Instructions to follow: Please reproduce each of the following entries exactly.

Entries shown:
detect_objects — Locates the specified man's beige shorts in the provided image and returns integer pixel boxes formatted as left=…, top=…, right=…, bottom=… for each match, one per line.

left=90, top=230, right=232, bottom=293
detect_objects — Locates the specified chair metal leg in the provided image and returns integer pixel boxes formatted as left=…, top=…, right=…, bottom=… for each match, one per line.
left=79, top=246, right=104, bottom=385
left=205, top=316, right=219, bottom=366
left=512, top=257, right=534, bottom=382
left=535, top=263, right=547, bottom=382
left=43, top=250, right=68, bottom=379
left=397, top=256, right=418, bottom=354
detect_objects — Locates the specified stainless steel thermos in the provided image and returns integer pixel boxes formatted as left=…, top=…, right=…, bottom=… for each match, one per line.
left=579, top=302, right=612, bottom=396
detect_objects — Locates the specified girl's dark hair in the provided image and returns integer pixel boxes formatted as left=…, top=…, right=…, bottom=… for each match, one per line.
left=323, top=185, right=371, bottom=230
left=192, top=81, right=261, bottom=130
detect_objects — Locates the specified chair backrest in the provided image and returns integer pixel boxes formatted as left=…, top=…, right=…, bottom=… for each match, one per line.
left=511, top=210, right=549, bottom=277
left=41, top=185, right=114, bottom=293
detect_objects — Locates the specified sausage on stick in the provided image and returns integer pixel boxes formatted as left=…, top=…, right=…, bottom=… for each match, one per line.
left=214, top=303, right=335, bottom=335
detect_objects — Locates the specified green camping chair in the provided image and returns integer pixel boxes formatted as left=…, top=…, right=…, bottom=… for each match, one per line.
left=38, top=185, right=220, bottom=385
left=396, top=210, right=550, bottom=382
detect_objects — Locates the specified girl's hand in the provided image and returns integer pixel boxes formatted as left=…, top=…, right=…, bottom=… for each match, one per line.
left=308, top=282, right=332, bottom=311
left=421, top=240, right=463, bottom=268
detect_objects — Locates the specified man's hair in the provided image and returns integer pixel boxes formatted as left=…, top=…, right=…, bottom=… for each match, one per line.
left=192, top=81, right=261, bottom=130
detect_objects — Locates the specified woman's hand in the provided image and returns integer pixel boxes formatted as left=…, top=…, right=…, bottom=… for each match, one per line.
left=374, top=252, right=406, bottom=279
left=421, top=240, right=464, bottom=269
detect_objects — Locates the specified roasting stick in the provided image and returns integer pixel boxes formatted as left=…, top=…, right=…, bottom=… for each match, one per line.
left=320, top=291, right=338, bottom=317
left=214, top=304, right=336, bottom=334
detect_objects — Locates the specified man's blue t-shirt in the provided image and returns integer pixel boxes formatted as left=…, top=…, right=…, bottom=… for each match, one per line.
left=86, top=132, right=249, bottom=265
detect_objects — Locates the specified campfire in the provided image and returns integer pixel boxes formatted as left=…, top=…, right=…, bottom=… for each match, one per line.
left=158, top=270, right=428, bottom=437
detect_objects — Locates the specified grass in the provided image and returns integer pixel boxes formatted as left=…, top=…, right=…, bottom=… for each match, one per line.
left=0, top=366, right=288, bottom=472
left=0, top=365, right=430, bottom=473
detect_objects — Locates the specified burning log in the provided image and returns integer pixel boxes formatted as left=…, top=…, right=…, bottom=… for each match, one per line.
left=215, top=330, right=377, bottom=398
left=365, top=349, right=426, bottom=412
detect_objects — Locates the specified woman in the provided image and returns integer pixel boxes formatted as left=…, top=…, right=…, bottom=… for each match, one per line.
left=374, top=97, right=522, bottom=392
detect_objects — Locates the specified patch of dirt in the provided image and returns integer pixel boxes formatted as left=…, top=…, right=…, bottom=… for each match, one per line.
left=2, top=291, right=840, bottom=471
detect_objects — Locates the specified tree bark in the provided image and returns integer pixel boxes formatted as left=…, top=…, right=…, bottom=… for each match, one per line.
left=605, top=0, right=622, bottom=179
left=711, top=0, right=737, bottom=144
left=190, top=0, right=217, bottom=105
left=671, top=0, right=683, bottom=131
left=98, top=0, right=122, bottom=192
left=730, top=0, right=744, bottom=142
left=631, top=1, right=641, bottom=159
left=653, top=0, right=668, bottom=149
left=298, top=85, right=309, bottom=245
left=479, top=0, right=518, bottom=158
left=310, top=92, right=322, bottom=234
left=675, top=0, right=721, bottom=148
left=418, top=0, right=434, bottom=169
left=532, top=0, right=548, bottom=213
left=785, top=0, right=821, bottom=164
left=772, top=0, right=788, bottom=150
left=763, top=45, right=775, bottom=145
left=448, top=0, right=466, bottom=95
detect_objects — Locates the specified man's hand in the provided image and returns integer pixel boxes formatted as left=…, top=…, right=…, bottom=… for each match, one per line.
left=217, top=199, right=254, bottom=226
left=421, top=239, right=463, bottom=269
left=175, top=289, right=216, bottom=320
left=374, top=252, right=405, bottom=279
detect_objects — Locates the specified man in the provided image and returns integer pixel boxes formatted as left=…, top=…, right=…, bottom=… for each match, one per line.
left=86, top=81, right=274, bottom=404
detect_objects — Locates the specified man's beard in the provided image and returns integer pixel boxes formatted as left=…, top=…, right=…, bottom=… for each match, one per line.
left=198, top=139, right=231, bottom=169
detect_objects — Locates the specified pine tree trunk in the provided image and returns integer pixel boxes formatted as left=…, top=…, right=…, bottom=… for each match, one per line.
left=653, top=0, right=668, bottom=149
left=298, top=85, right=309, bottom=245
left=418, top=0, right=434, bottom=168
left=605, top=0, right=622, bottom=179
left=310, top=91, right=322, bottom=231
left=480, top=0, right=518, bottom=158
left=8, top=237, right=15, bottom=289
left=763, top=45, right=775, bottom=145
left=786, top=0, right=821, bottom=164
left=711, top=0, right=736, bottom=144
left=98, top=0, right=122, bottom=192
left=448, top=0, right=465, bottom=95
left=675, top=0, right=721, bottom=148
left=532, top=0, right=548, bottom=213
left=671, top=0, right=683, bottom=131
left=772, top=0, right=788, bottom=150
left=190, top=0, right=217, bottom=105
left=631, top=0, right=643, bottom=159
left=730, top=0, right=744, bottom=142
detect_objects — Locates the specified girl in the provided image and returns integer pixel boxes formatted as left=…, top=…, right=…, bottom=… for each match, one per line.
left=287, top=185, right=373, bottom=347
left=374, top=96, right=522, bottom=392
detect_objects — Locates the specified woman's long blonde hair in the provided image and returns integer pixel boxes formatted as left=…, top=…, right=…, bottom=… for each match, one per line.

Output of the exercise:
detect_objects — Locates the specified man's beige shorts in the provided image and returns integer pixel boxes formatted as left=…, top=…, right=…, bottom=… for each match, one per line.

left=90, top=230, right=232, bottom=293
detect_objects — Locates the specified chair metal leg in the provided image and returns integer pixel boxes formatted as left=…, top=…, right=…, bottom=… for each match, one per line.
left=79, top=246, right=104, bottom=385
left=205, top=316, right=219, bottom=366
left=512, top=257, right=534, bottom=382
left=535, top=263, right=547, bottom=382
left=43, top=250, right=68, bottom=379
left=397, top=256, right=418, bottom=354
detect_objects — Locates the specified stainless steel thermos in the provided image and returns integer pixel boxes formatted as left=…, top=…, right=…, bottom=… for each match, one per line.
left=579, top=302, right=612, bottom=396
detect_objects — Locates the specified girl's dark hair in the provided image and returns integer pixel boxes formatted as left=…, top=…, right=…, bottom=… for each match, one per line.
left=323, top=185, right=371, bottom=230
left=192, top=81, right=261, bottom=130
detect_objects — Locates the specified chair backrest in the provided image and returns integer pixel boxes formatted as left=…, top=…, right=…, bottom=… for each match, one per line.
left=511, top=210, right=549, bottom=277
left=41, top=185, right=114, bottom=293
detect_objects — Locates the specified sausage on stick in the provided image and returns integer pixel boxes formatted as left=…, top=…, right=…, bottom=… for each match, one per line.
left=214, top=303, right=335, bottom=335
detect_objects — Locates the specified green camping chair in the provided image and returns integer pixel boxes formatted as left=…, top=…, right=…, bottom=… for each match, one per line.
left=38, top=185, right=220, bottom=385
left=396, top=210, right=550, bottom=382
detect_objects — Locates the specified girl's hand in the provided image and returns integer pixel boxes formatted as left=…, top=…, right=…, bottom=… for each match, one per line.
left=308, top=282, right=332, bottom=311
left=421, top=240, right=463, bottom=268
detect_objects — Locates the specified man's hair in the provided image and returns integer pixel boxes formatted as left=…, top=…, right=…, bottom=… for each match, one per line.
left=192, top=81, right=261, bottom=130
detect_objects — Locates the specified woman's hand in the provided image and returns integer pixel boxes formatted as left=…, top=…, right=…, bottom=… for each match, one per line.
left=374, top=252, right=406, bottom=279
left=421, top=240, right=464, bottom=269
detect_objects — Locates the specified roasting stick in the provided image and returns integer pixel boxes formatted as left=…, top=…, right=…, bottom=… for each match, one per line.
left=320, top=291, right=338, bottom=317
left=214, top=304, right=336, bottom=334
detect_objects — Locates the specified man's blue t-shirt in the provided image and returns integer pixel boxes formatted as left=…, top=…, right=…, bottom=… for each match, one per line.
left=86, top=132, right=249, bottom=265
detect_objects — Locates the specified campfire in the provided image and returns integer pixel boxes formatted as left=…, top=…, right=…, bottom=… for each match, one per line.
left=158, top=270, right=428, bottom=437
detect_objects — Locates the specified grass in the provided image and returns integer pixel boxes formatted as left=…, top=…, right=…, bottom=… for each match, one per line.
left=0, top=366, right=288, bottom=472
left=0, top=365, right=430, bottom=473
detect_objects — Locates the specified burning log in the provided image and returns integer pixel boxes formatted as left=…, top=…, right=…, bottom=… for each match, one per line.
left=215, top=330, right=377, bottom=398
left=365, top=349, right=426, bottom=412
detect_objects — Locates the specified woman in the provided image and returns integer pixel boxes formatted as left=…, top=…, right=…, bottom=… for each match, one per line.
left=374, top=97, right=522, bottom=392
detect_objects — Locates the specified patch of dirt in the provided image and returns integer pixel boxes formatted as left=…, top=…, right=…, bottom=… for each match, one per line.
left=2, top=291, right=840, bottom=471
detect_objects — Locates the specified tree bark in the provided image and returns integer pixel boxes formatted as left=…, top=…, right=…, bottom=… for each match, one per line.
left=605, top=0, right=622, bottom=179
left=711, top=0, right=737, bottom=144
left=190, top=0, right=217, bottom=105
left=671, top=0, right=683, bottom=131
left=98, top=0, right=122, bottom=192
left=730, top=0, right=744, bottom=142
left=631, top=1, right=641, bottom=159
left=653, top=0, right=668, bottom=149
left=298, top=85, right=309, bottom=245
left=479, top=0, right=518, bottom=158
left=310, top=92, right=322, bottom=234
left=675, top=0, right=721, bottom=148
left=418, top=0, right=434, bottom=169
left=532, top=0, right=548, bottom=213
left=785, top=0, right=821, bottom=164
left=772, top=0, right=788, bottom=150
left=763, top=45, right=775, bottom=145
left=448, top=0, right=466, bottom=95
detect_objects — Locates the specified man's hand in the provided image and returns integer pixel boxes formatted as left=…, top=…, right=…, bottom=… for each match, one per line.
left=217, top=199, right=254, bottom=226
left=421, top=239, right=463, bottom=269
left=175, top=289, right=216, bottom=320
left=374, top=252, right=405, bottom=279
detect_objects — Locates the specified man in the provided image and returns integer pixel boxes formatted as left=…, top=…, right=…, bottom=… for each match, one per line.
left=86, top=81, right=274, bottom=404
detect_objects — Locates the specified man's beard in the provided image and returns integer pixel boxes formatted as left=…, top=…, right=…, bottom=… for each match, one per line.
left=198, top=139, right=231, bottom=169
detect_objects — Locates the specified pine tree trunk in the provided image and returns integer pixel boxes formatted as left=…, top=…, right=…, bottom=… for each match, one per line.
left=653, top=0, right=668, bottom=149
left=298, top=85, right=309, bottom=245
left=418, top=0, right=434, bottom=168
left=605, top=0, right=622, bottom=179
left=310, top=91, right=322, bottom=231
left=480, top=0, right=518, bottom=158
left=8, top=237, right=15, bottom=289
left=763, top=45, right=775, bottom=145
left=786, top=0, right=821, bottom=164
left=711, top=0, right=736, bottom=144
left=98, top=0, right=122, bottom=192
left=448, top=0, right=465, bottom=95
left=675, top=0, right=721, bottom=148
left=532, top=0, right=548, bottom=213
left=671, top=0, right=683, bottom=131
left=772, top=0, right=788, bottom=150
left=190, top=0, right=217, bottom=105
left=631, top=0, right=643, bottom=159
left=730, top=0, right=744, bottom=142
detect_objects — Locates the specified girl in the provided image and returns integer pixel boxes formatted as left=…, top=…, right=…, bottom=… for each match, one per line.
left=287, top=185, right=373, bottom=347
left=374, top=96, right=522, bottom=392
detect_objects — Locates the specified woman's long blonde hair in the provided image and returns integer pixel boxes formatted as left=…, top=…, right=…, bottom=… for each match, one per line.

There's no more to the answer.